— What to work on —
The listing is to be returned word for word, without its images.

++++++++++

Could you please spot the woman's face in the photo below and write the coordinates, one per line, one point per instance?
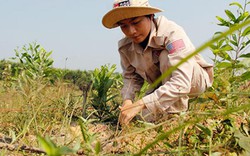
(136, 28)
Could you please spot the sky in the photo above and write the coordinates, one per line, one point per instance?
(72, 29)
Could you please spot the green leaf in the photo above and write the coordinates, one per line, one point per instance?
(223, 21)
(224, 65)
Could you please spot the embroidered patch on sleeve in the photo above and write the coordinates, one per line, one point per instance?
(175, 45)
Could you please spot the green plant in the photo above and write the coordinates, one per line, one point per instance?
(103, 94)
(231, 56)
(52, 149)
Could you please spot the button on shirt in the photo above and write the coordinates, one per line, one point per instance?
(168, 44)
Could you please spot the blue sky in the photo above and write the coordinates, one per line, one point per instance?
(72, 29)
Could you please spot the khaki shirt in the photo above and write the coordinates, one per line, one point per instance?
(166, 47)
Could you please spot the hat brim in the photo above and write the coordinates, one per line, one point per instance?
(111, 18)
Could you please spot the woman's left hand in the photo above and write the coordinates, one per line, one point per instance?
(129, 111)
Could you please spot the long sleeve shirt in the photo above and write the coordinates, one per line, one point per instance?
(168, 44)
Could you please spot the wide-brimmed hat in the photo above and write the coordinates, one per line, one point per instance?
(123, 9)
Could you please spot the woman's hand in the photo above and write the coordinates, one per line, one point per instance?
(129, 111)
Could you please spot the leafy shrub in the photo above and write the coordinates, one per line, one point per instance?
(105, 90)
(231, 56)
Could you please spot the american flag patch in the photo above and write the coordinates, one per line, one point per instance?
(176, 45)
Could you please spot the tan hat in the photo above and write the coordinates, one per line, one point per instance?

++++++++++

— Problem solution —
Could you please spot the woman's face in the photo below and write the coordinates, one per line, one point per instance?
(136, 28)
Could you please spot the sky in the photo above and write the coordinates, one per line, one point per instance?
(72, 29)
Could you please spot the green leaf in the photo above and write the coordinates, one per line, one point per instance?
(223, 21)
(224, 65)
Could you please spot the embroidered patch on sleeve in the photo above and write the coordinates, one per line, one point per instance?
(175, 45)
Could you please spot the green plant in the photo above and write the coordinates, one per line, one point per instance?
(103, 94)
(231, 56)
(52, 149)
Could you please spot the button on shirt in the photo above and write the coordinates, one per line, one point per instance?
(168, 44)
Could you please spot the blue sky in the photo above and write the coordinates, one per line, one point per instance?
(72, 29)
Could you please spot the khaki shirt in the photo above and write the coordinates, one per line, one point per instance?
(166, 47)
Could you please spot the hat brim in the photo above and write the coordinates, one per line, one point per instance?
(111, 18)
Could you please spot the woman's left hand in the photo above and write the coordinates, one per line, one point per instance?
(129, 111)
Could you please spot the long sleeve shirt in the photo above and write the coordinates, one per line, one point per instance?
(168, 44)
Could you please spot the wide-brimmed hat in the photo above and write the coordinates, one per line, one point per instance?
(123, 9)
Could you please spot the woman's hand in the photo above and write the coordinates, one per line, one point per instance?
(129, 111)
Could you please spot the leafy shrub in the photo above and write the coordinates, one per line, one point per instance?
(105, 90)
(231, 56)
Could you please spot the american flag patch in the photo above and write the coordinates, one per line, one point per instance?
(176, 45)
Could you please spot the tan hat in the photo above and write the coordinates, one per line, one point per instance?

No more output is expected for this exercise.